=== TEXTO CITADO ===
....................
Reflejamos, al final, lo que tenemos dentro y lo externo nos debe servir para darnos cuenta de eso.

Comencemos por la postura

Desde que me creció el busto, hice los hombros para delante. Una de las posiciones más dolorosas de yoga, con los brazos debajo del cuerpo, me es cómoda. Porque los hago para delante. Es una cuestión de protección, pero ahora no me sirve. Necesito aprender a abrirme.

Las posturas corporales informan al mundo de cómo nos sentimos, pero también nos dicen a nosotros cómo debemos sentirnos. No se puede llorar con una sonrisa, por más que sea fingida. Todo está en la forma que nos presentamos, la apertura que estemos dispuestos a tener, la seguridad de nuestros pasos y el ángulo de las comisuras de la boca.

Trato de pararme distinto ahora. El yoga y la felicidad (al menos su aproximación), me ayudan. Además, es más fácil defender una postura abierta, del lado, que cerrada.

Los pares

Llevo tres semanas

encontrando los pares de las calcetas

me sorprende quedarme sin una suelta

siempre empiezo esperando lo peor.

Esa nostalgia trágica de un par separado

la historia del compañero perdido

en un espacio cerrado

parece el crimen perfecto.
....................
=== ENUNCIADO DE LA TAREA ===
Copia el texto citado desde "encontrando los pares" hasta "el crimen perfecto.", sustituyendo "calcetas" por "medias". El listado no interviene en nada de esto.

Elementos de un conjunto de datos:
....................
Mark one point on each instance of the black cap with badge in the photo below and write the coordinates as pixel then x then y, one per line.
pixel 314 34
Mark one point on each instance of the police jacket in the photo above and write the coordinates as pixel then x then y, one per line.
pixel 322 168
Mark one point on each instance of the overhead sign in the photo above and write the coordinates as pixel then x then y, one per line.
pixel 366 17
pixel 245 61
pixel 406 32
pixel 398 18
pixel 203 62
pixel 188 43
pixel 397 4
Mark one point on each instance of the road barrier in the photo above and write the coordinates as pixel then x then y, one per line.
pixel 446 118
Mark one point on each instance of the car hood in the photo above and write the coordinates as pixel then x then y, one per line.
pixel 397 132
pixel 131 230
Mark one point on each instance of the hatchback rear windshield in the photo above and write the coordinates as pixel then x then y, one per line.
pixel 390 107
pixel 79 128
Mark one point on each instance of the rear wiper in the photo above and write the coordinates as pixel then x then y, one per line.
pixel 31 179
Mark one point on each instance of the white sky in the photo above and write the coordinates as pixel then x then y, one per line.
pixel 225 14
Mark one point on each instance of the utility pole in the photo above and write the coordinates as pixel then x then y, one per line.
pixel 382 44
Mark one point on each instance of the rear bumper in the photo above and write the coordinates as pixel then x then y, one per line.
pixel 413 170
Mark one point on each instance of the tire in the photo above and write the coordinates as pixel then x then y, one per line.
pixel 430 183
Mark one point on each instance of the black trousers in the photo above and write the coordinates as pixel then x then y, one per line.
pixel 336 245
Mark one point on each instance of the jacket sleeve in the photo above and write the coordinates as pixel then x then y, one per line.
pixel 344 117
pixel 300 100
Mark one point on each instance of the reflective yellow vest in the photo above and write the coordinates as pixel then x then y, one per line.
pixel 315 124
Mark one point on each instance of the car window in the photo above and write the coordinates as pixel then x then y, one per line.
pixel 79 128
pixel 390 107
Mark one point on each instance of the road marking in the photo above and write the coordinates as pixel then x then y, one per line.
....................
=== RESPUESTA COMPLETA ===
encontrando los pares de las medias

me sorprende quedarme sin una suelta

siempre empiezo esperando lo peor.

Esa nostalgia trágica de un par separado

la historia del compañero perdido

en un espacio cerrado

parece el crimen perfecto.